DIRECTIVES ->
- A) Using the page on context propagation, explain in one to three sentences why plugins can be written as ordinary functions.
- B) Write out the passage of the context propagation page between "Another option to" and "await files('**/*.ts')", inclusive.

begin TEXT TO READ

Context Propagation

Every migration requires ability to work on different levels simultaneously:

You need ability to jump between those levels quickly. Child level should be able to access data from parent level. Core principle in workflow engine is passing context. We are using Asyncronous Context Tracking to able to pass context between function calls. When you run a function within context, it will be propagated down to all other function calls. Similar how React context is getting passed down to all the children components.

Context is getting passed inside function’s chain calls and also inside callback. Let’s look at simple example:

import { git } from '@codemod.com/workflow'

await git
	.clone('git@github.com:codemod-com/codemod.git') // init repository context
	.branch('new-branch') // inside repository context from previous call
    .files('**/*.ts') // find files using glob
	.jsFam() // create js context for every found file inside directory context
	.astGrep('console.log($$$A)') // create context for each found console.log inside file context
	.replace('console.error($$$A)') // replace inside ast-grep context from previous call

Saving and Reusing Context

Function calls with context can be saved and reused:

import { git } from '@codemod.com/workflow'

const repository = await git
	.clone('git@github.com:codemod-com/codemod.git')
	.branch('new-branch');
	
// Do something inside repository
await repository
	.files('**/*.ts')
    .jsFam()
	.astGrep('console.log($$$A)')
	.replace('console.error($$$A)')
	
// Commit changes
await repository
	.commit('Replaced console.log with console.error')
	.push()

Callback Context Retrieval

Another option to retrieve parent context is inside callback function:

import { git } from '@codemod.com/workflow'

await git
	.clone('git@github.com:codemod-com/codemod.git')
	.branch('new-branch', async ({ files, commit }) => {
		// callback will automatically get repository context
		console.log(getRepositoryContext());
		// { repository: "git@github.com:codemod-com/codemod.git", branch: "new-branch" }
		await files('**/*.ts')
      .jsFam()
			.astGrep('console.log($$$A)')
			.replace('console.error($$$A)')
			
		await commit('Replaced console.log with console.error')
			.push()
	});

Plugin Creation

Thanks to callback context retrieval, plugins can be created as functions:

import * as fs from 'node:fs/promises'
import { files } from '@codemod.com/workflow'

await files()
  .jsFam(async () => {
    // here we have file context
    const imports = await getImports() // which is passed to getImports function
  })

async function getImports() {
  // file context is here from parent call
  // and it is passed down to astGrep function
	const imports = await astGrep('import { $$$NAMEDIMPORTS } from "$SOURCE"')
		.map(({ getMatch, getMultipleMatches }) => ({
			namedImports: getMultipleMatches('NAMEDIMPORTS'),
			source: getMatch('SOURCE'),
		}));
}

Remote Execution

Passing context and ability to retrieve it will open for us more interesting possibilities. We can wrap every function with higher order function and make child call in different process or even different server.

end TEXT TO READ
begin DATA SEGMENT

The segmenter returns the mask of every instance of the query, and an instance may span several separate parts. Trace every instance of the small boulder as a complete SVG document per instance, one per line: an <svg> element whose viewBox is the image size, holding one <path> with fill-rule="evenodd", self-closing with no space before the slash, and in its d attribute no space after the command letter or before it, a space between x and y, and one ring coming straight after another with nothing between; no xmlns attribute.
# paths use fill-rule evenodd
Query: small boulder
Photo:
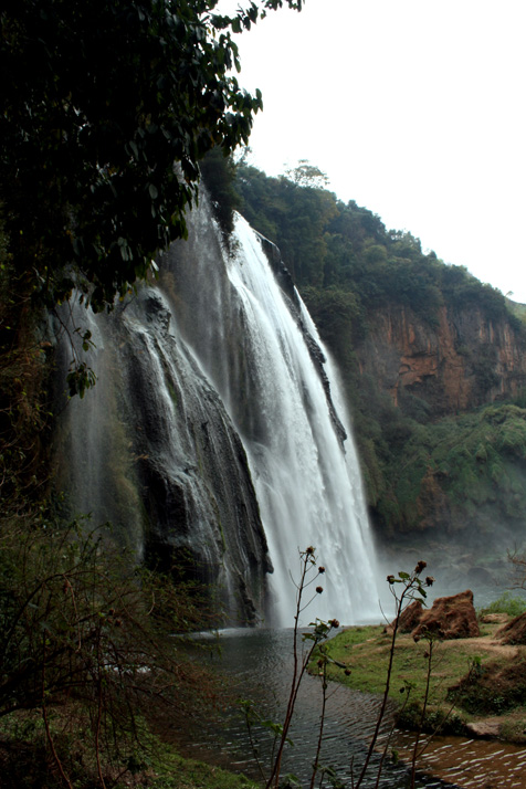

end DATA SEGMENT

TASK RESULTS ->
- A) Plugins can be written as ordinary functions because of callback context retrieval: a function called inside a callback automatically receives the parent context. In the example, the file context inside the jsFam callback reaches getImports and is passed from there down to astGrep.

- B)
Another option to retrieve parent context is inside callback function:

import { git } from '@codemod.com/workflow'

await git
	.clone('git@github.com:codemod-com/codemod.git')
	.branch('new-branch', async ({ files, commit }) => {
		// callback will automatically get repository context
		console.log(getRepositoryContext());
		// { repository: "git@github.com:codemod-com/codemod.git", branch: "new-branch" }
		await files('**/*.ts')